§ **Exercise set**:
1. Could you condense the paragraph beginning "It is preferable that the positive electrode active material B further includes" from the passage on positive electrode active materials into a short list that keeps its main facts?
2. Could you carry the passage on positive electrode active materials on from its last sentence?

§ **Quoted passage**:
------------------------------------------------------------
The content of the surface layer in the positive electrode active material B is preferably lower than the content of the first layer in the positive electrode active material A. The content of the surface layer is preferably 0.001 to 1.0 mol %, and more preferably 0.01 to 0.5 mol %, based on the element M in the above general formula with respect to the total number of moles of metal elements excluding Li in the positive electrode active material B. The ratio of the content of the first layer in the positive electrode active material B to the content of the first layer in the positive electrode active material A is preferably 1.1 or more.

It is preferable that the positive electrode active material B further includes a second surface layer formed on the above surface layer. The second surface layer is a layer corresponding to the second layer of the positive electrode active material A and is composed of a boron compound. It is preferable that the second surface layer covers the entire area of the above surface layer (hereinafter referred to as the "first surface layer"). When the first surface layer is scattered on the particle surface of the lithium transition metal composite oxide B, a part of the second surface layer may be formed directly on the particle surface of the lithium transition metal composite oxide B.

The second surface layer is not formed between the secondary particle surface of lithium transition metal composite oxide B and the first surface layer, but is formed only on the surface of the first surface layer facing away from lithium transition metal composite oxide A. In other words, the first surface layer is formed over its entire area on the particle surface of lithium transition metal composite oxide B without the second surface layer therebetween.
------------------------------------------------------------
§ **Data rows**:
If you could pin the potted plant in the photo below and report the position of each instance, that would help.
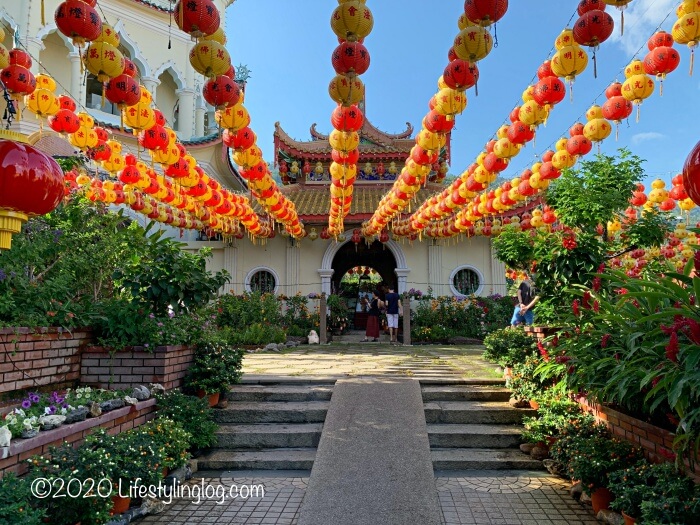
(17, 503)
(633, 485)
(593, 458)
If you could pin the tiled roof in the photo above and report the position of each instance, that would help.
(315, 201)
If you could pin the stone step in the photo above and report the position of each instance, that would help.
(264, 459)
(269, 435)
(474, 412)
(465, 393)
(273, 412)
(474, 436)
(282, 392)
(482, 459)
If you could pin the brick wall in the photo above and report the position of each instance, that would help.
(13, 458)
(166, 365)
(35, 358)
------------------------------------------------------------
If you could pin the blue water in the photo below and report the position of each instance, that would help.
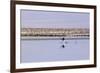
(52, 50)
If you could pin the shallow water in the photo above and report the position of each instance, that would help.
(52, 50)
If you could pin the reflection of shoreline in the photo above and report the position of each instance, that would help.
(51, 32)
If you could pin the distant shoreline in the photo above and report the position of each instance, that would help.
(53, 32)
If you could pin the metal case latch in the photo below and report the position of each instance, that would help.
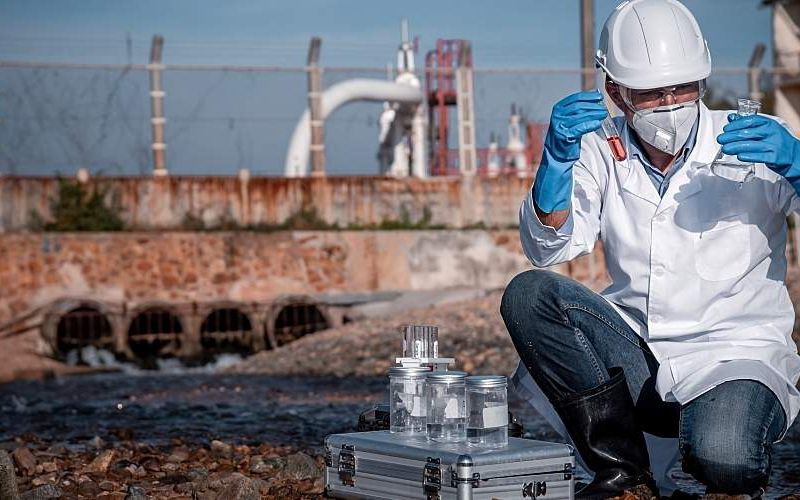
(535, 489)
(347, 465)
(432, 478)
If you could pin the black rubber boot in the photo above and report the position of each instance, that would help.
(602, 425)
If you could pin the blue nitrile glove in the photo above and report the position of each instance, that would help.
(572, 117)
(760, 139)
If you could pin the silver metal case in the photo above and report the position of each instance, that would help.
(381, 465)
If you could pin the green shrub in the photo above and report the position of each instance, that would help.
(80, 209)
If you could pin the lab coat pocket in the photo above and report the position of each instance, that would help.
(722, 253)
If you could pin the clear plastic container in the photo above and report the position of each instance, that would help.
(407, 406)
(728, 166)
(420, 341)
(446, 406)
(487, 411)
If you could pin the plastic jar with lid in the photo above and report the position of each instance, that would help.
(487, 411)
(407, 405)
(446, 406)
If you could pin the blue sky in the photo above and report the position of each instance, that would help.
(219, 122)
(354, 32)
------------------------------------------------------------
§ **Final answers**:
1.
- Positive electrode active material B preferably also has a second surface layer on top of its surface layer.
- This second surface layer matches the second layer of positive electrode active material A and is made of a boron compound.
- It preferably covers the whole surface layer, which is then called the "first surface layer."
- If the first surface layer is scattered over the particle surface of lithium transition metal composite oxide B, part of the second surface layer may form directly on that particle surface.

2.
The boron compound constituting the second surface layer may be any compound containing B, but is preferably an oxide or lithium oxide. Examples of boron compounds include boron oxide (B ₂ O ₃ ) and lithium borate (Li ₂ B ₄ O ₇ ). The content of the second surface layer in the positive electrode active material B may be lower than the content of the second layer in the positive electrode active material A. The content of the second layer is preferably 0.1 to 1.5 mol %, more preferably 0.5 to 1.0 mol %, based on the boron element with respect to the total number of moles of metal elements excluding Li in the positive electrode active material B.

The positive electrode active material B is produced, for example, by the following process.
(1) A nickel-cobalt-manganese composite hydroxide is calcined at 400° C. to 600° C. to obtain a nickel-cobalt-manganese composite oxide.
(2) The composite oxide, a lithium compound such as lithium hydroxide, and a compound containing a metal element selected from Groups 4, 5, and 6 are mixed in a predetermined molar ratio, an alkali component such as potassium hydroxide is further added at a predetermined concentration, and the mixture is fired in an oxygen atmosphere at 650° C. to 850° C. to obtain a precursor in which a lithium metal compound (first surface layer) represented by Li _x M _y O _z is fixed to the particle surface of a lithium transition metal composite oxide.
(3) The precursor and a boron compound are mixed in a predetermined molar ratio and fired in an oxygen atmosphere at 150° C. to 400° C.

[Negative electrode]
The negative electrode 30 has a negative electrode core and a negative electrode composite layer provided on the surface of the negative electrode core. For the negative electrode core, a foil of a metal such as copper that is stable in the potential range of the negative electrode 30, a film with the metal disposed on the surface, or the like can be used. The negative electrode composite layer contains a negative electrode active material and a binder, and is preferably provided on both sides of the negative electrode core except for the part to which the negative electrode lead 16 is connected. The negative electrode 30 can be produced, for example, by applying a negative electrode composite slurry containing a negative electrode active material and a binder to the surface of the negative electrode core, drying the coating, and then compressing it to form a negative electrode composite layer on both sides of the negative electrode core.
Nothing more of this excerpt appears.